Data shown:
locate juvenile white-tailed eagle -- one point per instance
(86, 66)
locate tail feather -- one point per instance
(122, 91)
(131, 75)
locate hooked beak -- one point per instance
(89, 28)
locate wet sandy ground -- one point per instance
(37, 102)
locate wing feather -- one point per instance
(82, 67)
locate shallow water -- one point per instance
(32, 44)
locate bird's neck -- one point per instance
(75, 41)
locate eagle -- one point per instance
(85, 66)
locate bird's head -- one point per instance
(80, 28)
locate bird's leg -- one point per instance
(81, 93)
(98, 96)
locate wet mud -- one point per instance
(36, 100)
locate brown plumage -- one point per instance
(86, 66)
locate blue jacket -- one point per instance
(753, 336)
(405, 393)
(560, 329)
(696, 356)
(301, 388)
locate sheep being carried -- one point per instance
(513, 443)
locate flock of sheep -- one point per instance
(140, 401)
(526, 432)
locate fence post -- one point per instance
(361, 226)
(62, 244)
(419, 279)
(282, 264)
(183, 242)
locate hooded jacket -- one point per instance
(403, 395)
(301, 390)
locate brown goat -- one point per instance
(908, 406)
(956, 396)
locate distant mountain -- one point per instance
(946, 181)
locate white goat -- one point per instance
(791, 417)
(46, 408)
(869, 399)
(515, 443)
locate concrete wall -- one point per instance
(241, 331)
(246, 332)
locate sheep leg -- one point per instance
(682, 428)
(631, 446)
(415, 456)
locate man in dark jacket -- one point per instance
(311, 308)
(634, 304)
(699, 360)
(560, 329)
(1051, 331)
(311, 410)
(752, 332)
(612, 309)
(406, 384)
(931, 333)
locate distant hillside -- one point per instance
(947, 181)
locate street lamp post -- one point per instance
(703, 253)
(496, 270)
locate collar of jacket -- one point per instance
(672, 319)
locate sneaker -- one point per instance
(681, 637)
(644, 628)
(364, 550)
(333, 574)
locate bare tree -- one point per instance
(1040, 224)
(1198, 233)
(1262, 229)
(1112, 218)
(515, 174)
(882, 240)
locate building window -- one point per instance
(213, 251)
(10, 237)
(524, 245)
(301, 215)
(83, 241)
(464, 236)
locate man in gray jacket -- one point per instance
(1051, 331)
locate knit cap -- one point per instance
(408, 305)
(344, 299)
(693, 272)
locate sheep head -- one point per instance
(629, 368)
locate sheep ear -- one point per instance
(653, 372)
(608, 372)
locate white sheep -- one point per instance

Exercise description: Take the entries above and repeat them. Alter nothing.

Task solution:
locate juvenile white-tailed eagle -- one point per instance
(86, 66)
locate tail feather -- one point per instance
(122, 91)
(131, 75)
locate hooked beak -- one point per instance
(89, 28)
locate wet sandy ground -- one point per instance
(37, 102)
locate wing feather -- one point per instance
(82, 67)
locate shallow water -- one point per instance
(32, 44)
locate bird's neck -- one point per instance
(75, 41)
locate eagle -- one point per instance
(85, 66)
locate bird's head -- one point per instance
(80, 28)
locate bird's leg -- one point per instance
(81, 93)
(98, 96)
locate wet mud -- one point per instance
(36, 100)
locate brown plumage -- one point per instance
(86, 66)
locate blue jacket -- one point per instance
(753, 336)
(405, 393)
(560, 329)
(696, 356)
(301, 388)
locate sheep being carried -- one point per instance
(513, 443)
locate flock of sheep -- one point per instance
(140, 401)
(526, 432)
locate fence post -- one point per instance
(361, 226)
(62, 244)
(419, 279)
(282, 264)
(183, 242)
locate hooded jacket -- one point per instance
(403, 395)
(301, 390)
locate brown goat -- one point per instance
(908, 406)
(956, 396)
locate distant mountain -- one point per instance
(946, 181)
locate white goat -- one point per instance
(791, 417)
(46, 408)
(869, 399)
(515, 443)
locate concrete wall -- one point per instance
(241, 331)
(246, 332)
locate sheep leg -- one point per instance
(682, 428)
(631, 446)
(415, 456)
locate man in dark jacket -- one point per instance
(311, 308)
(634, 304)
(699, 360)
(560, 329)
(1051, 331)
(311, 410)
(752, 332)
(612, 309)
(406, 384)
(931, 333)
locate distant hillside -- one point per instance
(947, 181)
locate street lamp post -- one point per instance
(703, 253)
(496, 270)
locate collar of jacket -- one point per instance
(672, 319)
locate sneaker -- one point per instance
(681, 637)
(644, 628)
(364, 550)
(333, 574)
locate bare tree -- one point per instance
(1040, 224)
(1198, 233)
(1262, 229)
(1112, 218)
(515, 174)
(882, 240)
locate building window -- one point per instance
(213, 251)
(10, 237)
(524, 245)
(301, 215)
(83, 241)
(464, 236)
locate man in gray jacket -- one point per instance
(1051, 331)
locate knit cap -- one point per instance
(408, 305)
(344, 299)
(693, 272)
locate sheep head -- one point per instance
(629, 368)
locate sheep ear -- one point per instance
(653, 372)
(608, 372)
locate white sheep -- one point per instance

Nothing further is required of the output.